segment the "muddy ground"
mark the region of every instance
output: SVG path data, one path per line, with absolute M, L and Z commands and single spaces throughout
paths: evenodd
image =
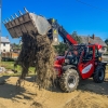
• • • •
Task statement -
Quote the whole listing above line for line, leaving the picture out of your copy.

Answer below -
segment the "muddy ground"
mark the region of every instance
output: SVG path data, one path per line, with absolute M, L and Z commands and single spaces throughout
paths: evenodd
image =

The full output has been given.